__WHAT TO PRODUCE__.
Copy out the lines of the records running from the one containing "Where can you spot the tractor windshield" through the one containing "column 93, row 58", both included, keeping each line unchanged.

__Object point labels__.
- - - - -
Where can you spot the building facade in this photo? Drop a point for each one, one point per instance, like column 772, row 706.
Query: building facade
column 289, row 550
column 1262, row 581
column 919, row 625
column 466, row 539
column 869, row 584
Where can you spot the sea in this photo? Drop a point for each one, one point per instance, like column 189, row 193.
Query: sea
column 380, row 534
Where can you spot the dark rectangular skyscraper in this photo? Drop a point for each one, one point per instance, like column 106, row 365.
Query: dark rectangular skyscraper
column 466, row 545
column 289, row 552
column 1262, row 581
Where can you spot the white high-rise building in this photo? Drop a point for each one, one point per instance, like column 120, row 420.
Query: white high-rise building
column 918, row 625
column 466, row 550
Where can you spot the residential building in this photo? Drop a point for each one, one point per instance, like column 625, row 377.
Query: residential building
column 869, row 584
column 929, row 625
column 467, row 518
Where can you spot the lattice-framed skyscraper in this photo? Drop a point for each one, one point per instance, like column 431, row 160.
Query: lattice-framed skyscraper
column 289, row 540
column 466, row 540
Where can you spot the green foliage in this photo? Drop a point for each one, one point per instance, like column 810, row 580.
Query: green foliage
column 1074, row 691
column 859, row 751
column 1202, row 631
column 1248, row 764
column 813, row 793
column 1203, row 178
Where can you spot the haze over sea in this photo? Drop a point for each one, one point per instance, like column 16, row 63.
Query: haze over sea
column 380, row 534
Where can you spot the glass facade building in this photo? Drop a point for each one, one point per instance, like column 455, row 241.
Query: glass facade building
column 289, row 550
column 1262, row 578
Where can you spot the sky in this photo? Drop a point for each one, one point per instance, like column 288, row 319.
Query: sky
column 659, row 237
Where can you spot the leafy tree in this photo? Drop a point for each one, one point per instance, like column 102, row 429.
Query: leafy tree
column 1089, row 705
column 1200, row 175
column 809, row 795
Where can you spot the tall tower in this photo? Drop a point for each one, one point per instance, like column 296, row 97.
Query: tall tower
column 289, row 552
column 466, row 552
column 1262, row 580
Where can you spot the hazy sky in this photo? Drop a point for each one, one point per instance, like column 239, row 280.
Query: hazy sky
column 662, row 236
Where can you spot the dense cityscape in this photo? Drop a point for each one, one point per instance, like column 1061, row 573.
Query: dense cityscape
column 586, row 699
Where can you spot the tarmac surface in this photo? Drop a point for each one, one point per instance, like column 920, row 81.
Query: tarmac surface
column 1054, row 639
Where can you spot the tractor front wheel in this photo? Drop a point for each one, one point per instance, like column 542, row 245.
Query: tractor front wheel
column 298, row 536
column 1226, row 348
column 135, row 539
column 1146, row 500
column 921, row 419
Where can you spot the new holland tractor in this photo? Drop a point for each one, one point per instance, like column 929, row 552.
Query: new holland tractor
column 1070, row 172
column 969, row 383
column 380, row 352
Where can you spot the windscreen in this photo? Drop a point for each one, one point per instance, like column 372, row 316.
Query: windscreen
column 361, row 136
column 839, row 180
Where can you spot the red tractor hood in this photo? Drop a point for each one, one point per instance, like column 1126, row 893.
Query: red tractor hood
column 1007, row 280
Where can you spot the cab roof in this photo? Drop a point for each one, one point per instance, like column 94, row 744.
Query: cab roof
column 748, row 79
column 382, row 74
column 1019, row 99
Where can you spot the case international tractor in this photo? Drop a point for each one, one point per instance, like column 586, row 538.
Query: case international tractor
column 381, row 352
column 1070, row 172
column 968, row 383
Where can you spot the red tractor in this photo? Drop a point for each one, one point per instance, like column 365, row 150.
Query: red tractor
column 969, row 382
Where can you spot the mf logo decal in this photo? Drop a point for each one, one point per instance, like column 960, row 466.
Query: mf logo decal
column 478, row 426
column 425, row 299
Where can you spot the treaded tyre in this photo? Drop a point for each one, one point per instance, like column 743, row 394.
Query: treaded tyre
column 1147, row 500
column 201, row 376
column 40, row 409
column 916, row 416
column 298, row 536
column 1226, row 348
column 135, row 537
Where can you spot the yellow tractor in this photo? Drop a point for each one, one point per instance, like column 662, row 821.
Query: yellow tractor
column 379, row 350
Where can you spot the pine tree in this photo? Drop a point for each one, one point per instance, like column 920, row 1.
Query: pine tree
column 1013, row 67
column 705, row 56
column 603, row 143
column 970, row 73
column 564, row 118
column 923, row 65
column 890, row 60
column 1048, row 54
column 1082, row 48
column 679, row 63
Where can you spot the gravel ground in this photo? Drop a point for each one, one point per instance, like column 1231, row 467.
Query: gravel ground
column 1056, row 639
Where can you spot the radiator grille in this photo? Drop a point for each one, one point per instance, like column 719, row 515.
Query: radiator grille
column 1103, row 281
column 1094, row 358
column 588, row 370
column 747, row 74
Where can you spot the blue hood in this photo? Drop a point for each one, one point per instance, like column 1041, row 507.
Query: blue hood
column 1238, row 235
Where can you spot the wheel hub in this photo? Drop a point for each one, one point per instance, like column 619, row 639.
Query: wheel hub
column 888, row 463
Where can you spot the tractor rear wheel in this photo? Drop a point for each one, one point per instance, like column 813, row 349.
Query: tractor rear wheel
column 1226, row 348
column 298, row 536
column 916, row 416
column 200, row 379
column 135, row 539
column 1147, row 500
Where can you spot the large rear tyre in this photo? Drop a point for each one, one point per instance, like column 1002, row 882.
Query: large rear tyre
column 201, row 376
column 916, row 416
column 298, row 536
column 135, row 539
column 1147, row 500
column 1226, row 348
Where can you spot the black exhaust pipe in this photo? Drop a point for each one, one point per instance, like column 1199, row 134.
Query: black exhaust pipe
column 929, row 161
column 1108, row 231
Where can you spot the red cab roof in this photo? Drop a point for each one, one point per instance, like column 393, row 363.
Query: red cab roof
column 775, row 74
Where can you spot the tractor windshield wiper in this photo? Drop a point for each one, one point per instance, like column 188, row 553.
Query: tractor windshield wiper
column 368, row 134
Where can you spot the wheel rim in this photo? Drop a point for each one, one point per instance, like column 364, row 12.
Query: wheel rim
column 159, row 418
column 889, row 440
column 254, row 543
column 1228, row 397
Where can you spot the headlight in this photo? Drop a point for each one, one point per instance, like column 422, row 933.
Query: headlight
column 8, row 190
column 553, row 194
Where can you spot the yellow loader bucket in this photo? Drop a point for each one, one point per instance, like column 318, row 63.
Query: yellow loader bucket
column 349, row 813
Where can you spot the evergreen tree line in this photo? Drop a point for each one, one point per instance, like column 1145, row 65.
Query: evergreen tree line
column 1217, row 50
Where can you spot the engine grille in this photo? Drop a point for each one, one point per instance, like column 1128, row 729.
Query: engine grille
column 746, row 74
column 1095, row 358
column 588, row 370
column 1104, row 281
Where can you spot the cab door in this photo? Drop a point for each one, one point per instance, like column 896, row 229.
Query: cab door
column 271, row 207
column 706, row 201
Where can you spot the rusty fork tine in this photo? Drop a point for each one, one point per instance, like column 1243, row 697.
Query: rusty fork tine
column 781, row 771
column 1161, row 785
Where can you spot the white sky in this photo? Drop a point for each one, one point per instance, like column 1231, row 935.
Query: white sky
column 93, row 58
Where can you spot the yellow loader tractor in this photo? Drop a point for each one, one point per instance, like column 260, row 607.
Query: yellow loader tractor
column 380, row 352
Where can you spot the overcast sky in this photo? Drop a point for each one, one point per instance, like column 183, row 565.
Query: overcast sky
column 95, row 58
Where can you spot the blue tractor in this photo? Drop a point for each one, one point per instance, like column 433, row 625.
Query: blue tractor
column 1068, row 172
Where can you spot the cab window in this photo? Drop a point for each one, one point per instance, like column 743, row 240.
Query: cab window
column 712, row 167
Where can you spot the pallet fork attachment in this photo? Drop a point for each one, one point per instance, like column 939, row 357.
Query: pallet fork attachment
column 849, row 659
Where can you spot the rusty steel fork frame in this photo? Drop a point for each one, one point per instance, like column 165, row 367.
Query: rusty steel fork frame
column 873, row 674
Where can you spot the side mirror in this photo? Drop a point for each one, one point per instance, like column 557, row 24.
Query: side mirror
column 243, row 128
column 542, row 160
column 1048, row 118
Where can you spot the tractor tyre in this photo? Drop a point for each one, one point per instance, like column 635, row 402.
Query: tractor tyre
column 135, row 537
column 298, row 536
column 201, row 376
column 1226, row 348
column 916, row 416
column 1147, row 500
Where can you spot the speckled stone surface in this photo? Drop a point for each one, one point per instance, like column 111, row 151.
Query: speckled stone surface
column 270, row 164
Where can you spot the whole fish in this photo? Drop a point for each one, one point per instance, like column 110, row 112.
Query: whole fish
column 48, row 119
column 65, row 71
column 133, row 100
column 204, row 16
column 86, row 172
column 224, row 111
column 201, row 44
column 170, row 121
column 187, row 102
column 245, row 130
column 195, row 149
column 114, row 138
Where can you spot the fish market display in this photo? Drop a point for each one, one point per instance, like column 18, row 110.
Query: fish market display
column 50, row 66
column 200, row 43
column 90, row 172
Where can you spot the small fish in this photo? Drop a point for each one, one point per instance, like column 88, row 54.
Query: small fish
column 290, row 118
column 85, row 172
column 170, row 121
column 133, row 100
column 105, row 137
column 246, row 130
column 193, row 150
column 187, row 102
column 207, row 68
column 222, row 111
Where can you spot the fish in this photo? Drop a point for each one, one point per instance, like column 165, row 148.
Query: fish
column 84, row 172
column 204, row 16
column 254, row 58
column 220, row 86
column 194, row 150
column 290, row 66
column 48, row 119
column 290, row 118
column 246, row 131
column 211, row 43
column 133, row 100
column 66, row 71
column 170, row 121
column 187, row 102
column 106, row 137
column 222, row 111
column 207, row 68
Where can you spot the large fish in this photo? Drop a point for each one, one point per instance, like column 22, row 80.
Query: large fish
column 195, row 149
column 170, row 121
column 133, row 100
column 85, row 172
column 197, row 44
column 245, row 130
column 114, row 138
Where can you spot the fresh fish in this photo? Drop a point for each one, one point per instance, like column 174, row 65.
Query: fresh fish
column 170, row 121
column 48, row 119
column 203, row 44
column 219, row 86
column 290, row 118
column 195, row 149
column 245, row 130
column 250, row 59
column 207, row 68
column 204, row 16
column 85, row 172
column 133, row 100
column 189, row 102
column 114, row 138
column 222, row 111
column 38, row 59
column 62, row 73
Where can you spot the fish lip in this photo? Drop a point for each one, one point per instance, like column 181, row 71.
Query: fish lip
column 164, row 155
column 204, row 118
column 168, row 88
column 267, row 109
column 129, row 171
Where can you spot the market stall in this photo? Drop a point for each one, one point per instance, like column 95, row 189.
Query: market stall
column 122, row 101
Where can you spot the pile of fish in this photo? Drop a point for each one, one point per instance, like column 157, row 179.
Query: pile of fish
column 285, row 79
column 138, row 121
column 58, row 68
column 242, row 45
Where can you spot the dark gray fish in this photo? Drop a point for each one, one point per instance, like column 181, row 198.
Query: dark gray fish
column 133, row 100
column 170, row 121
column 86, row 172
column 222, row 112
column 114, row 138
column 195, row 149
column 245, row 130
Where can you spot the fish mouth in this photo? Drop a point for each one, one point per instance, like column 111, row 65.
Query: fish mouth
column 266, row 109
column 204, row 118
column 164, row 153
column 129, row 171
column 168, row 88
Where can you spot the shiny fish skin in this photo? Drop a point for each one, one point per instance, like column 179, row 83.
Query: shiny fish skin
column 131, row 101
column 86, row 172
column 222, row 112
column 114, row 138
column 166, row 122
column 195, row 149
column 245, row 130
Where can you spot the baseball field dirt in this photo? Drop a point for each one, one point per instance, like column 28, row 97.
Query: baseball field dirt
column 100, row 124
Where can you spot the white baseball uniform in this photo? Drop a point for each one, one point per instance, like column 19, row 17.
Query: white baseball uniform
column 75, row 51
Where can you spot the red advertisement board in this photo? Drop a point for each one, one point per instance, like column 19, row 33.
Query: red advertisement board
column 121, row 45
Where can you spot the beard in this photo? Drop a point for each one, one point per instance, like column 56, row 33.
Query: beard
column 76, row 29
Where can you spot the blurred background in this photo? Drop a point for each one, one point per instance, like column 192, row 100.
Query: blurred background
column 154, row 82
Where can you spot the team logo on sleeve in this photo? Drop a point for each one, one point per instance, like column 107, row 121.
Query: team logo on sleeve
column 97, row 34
- - - - -
__OUTPUT FOR THIS TASK__.
Where can you spot the tractor windshield wiper in this photo? Drop a point for each one, one point per instance, like column 188, row 553.
Query: tractor windshield wiper
column 368, row 134
Where can you spot the wheel rim in this photo? Drop a point for each one, one point per instance, like column 364, row 12.
Query: wheel rim
column 159, row 418
column 889, row 440
column 254, row 543
column 1228, row 397
Where can you spot the headlight in this photo? Drop a point for each one, one point per instance, like column 422, row 933.
Query: headlight
column 8, row 190
column 553, row 194
Where can you spot the yellow loader bucket in this photo? Drop a point for each one, one point per instance, like column 318, row 63.
Query: yellow loader bucket
column 349, row 813
Where can you spot the evergreen tree line in this photo? Drop a point for each one, one point per instance, like column 1145, row 65.
Query: evergreen tree line
column 1217, row 50
Where can you spot the engine grille in this photo? Drop a point for each one, one point per instance, like column 1128, row 729.
Query: engine grille
column 746, row 74
column 1095, row 358
column 588, row 370
column 1104, row 281
Where can you spot the cab door in this photo? Drop a point for each one, one point per instance, like column 896, row 229.
Query: cab door
column 271, row 207
column 706, row 201
Where can you spot the rusty fork tine in this photo? Drop a point for each one, one point per instance, like column 1243, row 697.
Query: rusty fork tine
column 781, row 771
column 1161, row 785
Where can you spot the white sky in this photo? Drop a point for each one, one point per instance, like column 1231, row 935.
Query: white sky
column 93, row 58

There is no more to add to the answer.